___ Text provided ___

To: DavesM who wrote (276)5/6/2001 10:13:44 PM
From: Zeuspaul  Respond to of 1715
 
In 1978 the US consumed 18.9 million barrels of oil per day. It dropped to 15.2 million barrels per day by 1983. Today the US consumes about 19.4 million barrels per day.

US lower 48 crude oil production peaked in 1970. Global crude oil production will peak sometime between 2010 and 2020. The estimates vary but the peak is in the not too distant future.

Building more refineries doesn't make any sense. Increasing our oil consumption will advance the already short window of opportunity we have before world oil production begins to diminish. It takes decades to implement new sources of energy. Nations will go to war over oil.

The truth is we are SHORT all forms of energy!!

There is plenty of potential energy. We just have to convert it into a useable form and make it available. The US has lots of coal and clean coal technology is available.

However the GROWTH should be in green renewable sources of energy. Maintaining the existing production rates of oil will be challenge enough. Wind power and solar thermal are here now and can compete in the existing market. Solar voltaic is on the near term horizon...biomass. And conservation through higher efficiencies is a huge source of supply...fuel cells...efficient lighting(and resulting lower air conditioning costs)...high MPG hybrid cars...ground source heat pumps...

any disruption in production (fire, or flood), prices of refined products will spike - much like electricity prices.

Agreed...but the answer isn't building more refineries. We need to tap the efficiency barrel. We need to move peak oil production further into the future. We have the efficiency technology we just need the will...we need leadership. Building more oil refineries and increasing oil production over existing rates is a short term solution. In the not too distant future it will lead to economic collapse and war.

___

Work request A:
According to the forum post on oil and energy, in what year did US lower 48 crude oil production peak?
Work request B:
Carry on the forum post on oil and energy, picking up after its final sentence.

___ Records shown ___

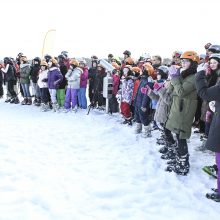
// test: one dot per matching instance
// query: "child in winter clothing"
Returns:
(43, 85)
(54, 79)
(10, 79)
(62, 86)
(83, 84)
(25, 80)
(142, 102)
(34, 72)
(113, 103)
(126, 94)
(183, 109)
(211, 93)
(73, 80)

___

Written response A:
1970

Written response B:
re: the market does not build in excess capacity. It wants to be lean and mean...just in time.

There are "peakers" which only are supposed to fire up when the grid is short. In fact, I believe that the amount of time that peakers are allowed to run are (or were) limited by law.


The independent power producers will build enough peaker plants for normal times. A significant loss in baseload capacity can not be made up with peaker plants.

We can do a lot better than that. If you had the choice...would you buy juice from self supporting regulated LADWP and their energy planning with excess baseload capacity at 10 cents +/- per KWH or would you opt for market juice from a peaker plant at 50 cents per KWH? The difference is a $100 per month electric bill vs a $500 per month electric bill.

Zeuspaul



To: DavesM who wrote (276)5/10/2001 1:45:54 PM
From: Tadsamillionaire  Read Replies (3) | Respond to of 1715
 
So why not bring back the blue laws and close every business at 5 p.m. on Saturday night and reopen at 9 A.M. on Monday.
My theory is that Business productivity would increase. Emplyment would increase.
Power consumption would decrease!
People would be able to shop all week long and be forced to .... GET IT DONE!
Less Pollution, less cars on the freeways,
Hey, all comments welcome.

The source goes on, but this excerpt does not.